Data entries
*****
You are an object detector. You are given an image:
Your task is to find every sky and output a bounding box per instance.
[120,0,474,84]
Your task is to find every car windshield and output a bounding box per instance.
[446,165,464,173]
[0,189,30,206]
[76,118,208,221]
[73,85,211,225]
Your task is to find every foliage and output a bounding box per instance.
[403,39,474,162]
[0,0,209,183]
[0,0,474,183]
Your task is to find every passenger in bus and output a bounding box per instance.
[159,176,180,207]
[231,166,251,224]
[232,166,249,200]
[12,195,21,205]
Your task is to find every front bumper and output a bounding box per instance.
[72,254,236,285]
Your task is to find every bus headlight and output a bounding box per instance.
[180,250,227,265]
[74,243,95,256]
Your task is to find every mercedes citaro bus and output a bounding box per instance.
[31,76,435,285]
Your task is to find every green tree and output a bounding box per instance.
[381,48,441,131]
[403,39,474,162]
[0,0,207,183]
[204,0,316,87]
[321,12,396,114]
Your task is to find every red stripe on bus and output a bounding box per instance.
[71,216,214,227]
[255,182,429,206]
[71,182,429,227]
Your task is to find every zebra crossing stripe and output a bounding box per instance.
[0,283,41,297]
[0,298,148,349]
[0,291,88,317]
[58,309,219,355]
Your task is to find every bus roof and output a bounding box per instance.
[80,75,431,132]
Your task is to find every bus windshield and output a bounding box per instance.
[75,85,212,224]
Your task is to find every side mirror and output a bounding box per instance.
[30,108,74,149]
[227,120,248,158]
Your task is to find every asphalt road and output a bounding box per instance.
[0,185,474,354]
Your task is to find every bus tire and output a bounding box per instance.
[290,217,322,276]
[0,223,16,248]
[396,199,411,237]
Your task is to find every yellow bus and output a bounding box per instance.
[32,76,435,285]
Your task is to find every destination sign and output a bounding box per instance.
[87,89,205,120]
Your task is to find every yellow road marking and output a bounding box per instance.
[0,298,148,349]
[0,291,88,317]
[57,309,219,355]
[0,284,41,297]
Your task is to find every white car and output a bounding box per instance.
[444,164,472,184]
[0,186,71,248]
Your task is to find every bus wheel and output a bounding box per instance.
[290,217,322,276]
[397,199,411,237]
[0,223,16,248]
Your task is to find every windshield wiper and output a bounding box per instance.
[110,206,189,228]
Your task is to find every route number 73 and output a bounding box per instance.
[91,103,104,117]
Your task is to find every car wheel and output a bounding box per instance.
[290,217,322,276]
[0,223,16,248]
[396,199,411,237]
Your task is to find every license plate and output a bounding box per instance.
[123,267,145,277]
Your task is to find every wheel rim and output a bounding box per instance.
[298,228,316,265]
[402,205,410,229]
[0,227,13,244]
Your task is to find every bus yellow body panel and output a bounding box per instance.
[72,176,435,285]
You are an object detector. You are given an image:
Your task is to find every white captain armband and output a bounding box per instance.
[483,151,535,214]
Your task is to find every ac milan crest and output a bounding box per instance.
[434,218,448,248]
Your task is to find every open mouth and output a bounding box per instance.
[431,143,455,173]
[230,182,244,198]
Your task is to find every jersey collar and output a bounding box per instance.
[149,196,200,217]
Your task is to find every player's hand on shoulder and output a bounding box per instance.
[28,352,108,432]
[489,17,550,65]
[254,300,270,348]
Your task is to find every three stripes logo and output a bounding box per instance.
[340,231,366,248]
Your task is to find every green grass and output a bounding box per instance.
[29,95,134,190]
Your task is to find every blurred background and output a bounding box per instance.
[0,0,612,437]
*****
YOUR GOAL:
Edit the data above by changing every "bounding box" to "rectangle", leaving everything else untouched.

RESPONSE TO THE EXERCISE:
You are an object detector. You are given an image:
Your task is to find every sky and output a rectangle per instance.
[120,0,474,84]
Your task is to find every car windshield and output a rectangle per instance.
[446,165,464,173]
[0,189,30,206]
[76,118,208,221]
[73,85,211,225]
Your task is to find every foliage and output a rectangle per instance.
[403,39,474,162]
[0,0,209,183]
[0,0,474,183]
Your task is to find every passenger in bus and output a rectangle per instance.
[159,176,180,207]
[231,166,251,224]
[232,166,249,200]
[12,195,21,205]
Your task is to find every front bumper and output a rectangle per instance.
[72,254,236,285]
Your task is to find every bus headlight and output a rectangle per instance.
[180,250,227,265]
[74,243,95,256]
Your task is to find every mercedes citaro bus and output a rectangle per instance.
[31,76,435,285]
Your task is to find every green tree and output a rectangle per instance.
[381,48,441,131]
[403,39,474,162]
[0,0,207,183]
[204,0,316,87]
[321,12,396,114]
Your task is to find every red stripe on bus and output a rectangle per instance.
[71,216,214,227]
[255,182,429,206]
[71,182,429,227]
Your task is to find every zebra crossing stripe and output a rectangle per instance.
[0,283,41,297]
[0,298,148,349]
[0,291,88,317]
[58,309,219,355]
Your task is to find every bus roof and output a rectangle per instance.
[80,75,431,132]
Your task is to find every bus windshield and output a rectangle per instance.
[75,85,212,224]
Your task is to find every side mirror and output a rectangle per instance.
[30,108,74,149]
[227,120,248,158]
Your task is to find every asphalt road and output a rectangle per instance.
[0,185,474,354]
Your task is to find every bus tire and output a rectangle per instance.
[290,217,322,276]
[0,223,16,248]
[396,199,411,237]
Your task is to find every yellow bus and output a rectangle per instance.
[32,76,435,285]
Your task is to find every destination sign and output a rectangle per instance.
[87,89,205,120]
Your task is to find every yellow road marking and output a rectangle per instance.
[0,298,148,349]
[0,291,88,317]
[57,309,219,355]
[0,284,41,297]
Your task is to find every white car and output a rectangle per instance.
[444,164,472,184]
[0,186,71,248]
Your task is to find every bus wheel and output a rectangle per instance.
[290,217,322,276]
[397,199,411,237]
[0,223,16,248]
Your task is to find every windshield wiper and output a rectangle per instance.
[110,206,189,228]
Your task is to find every route number 73 and output a rectangle per instance.
[91,103,104,117]
Your task is to find every car wheel and output a rectangle per instance.
[290,217,322,276]
[0,223,16,248]
[396,199,411,237]
Your task is to find every license plate and output a rectangle per instance.
[123,267,145,277]
Your task is to find every wheel rim and output a rectangle per instance.
[298,228,316,265]
[402,205,410,229]
[0,227,13,244]
Your task is to find every bus yellow body panel and output a rectangle per instance.
[72,176,435,285]
You are an object detector. You are given an image:
Your task is to find every white captain armband and output a rectangle per instance.
[483,151,535,214]
Your task is to find every ac milan crest and output a rectangle per instance.
[434,218,448,248]
Your task is to find every open mouth and output a rectangle per instance.
[431,143,455,173]
[230,182,244,198]
Your task is to find every jersey collar and output a rectangle per instance.
[149,196,200,217]
Your task is to find every player's hand on shoulder and output a rectangle per instance.
[28,352,108,432]
[489,17,550,65]
[254,300,270,348]
Your task is to find every three stripes logo and output a rectangle per instance.
[340,231,366,248]
Your task is to find every green grass and output a rectangle per instance.
[29,95,134,190]
Your task is to find every blurred background and output a rectangle per instance.
[0,0,612,437]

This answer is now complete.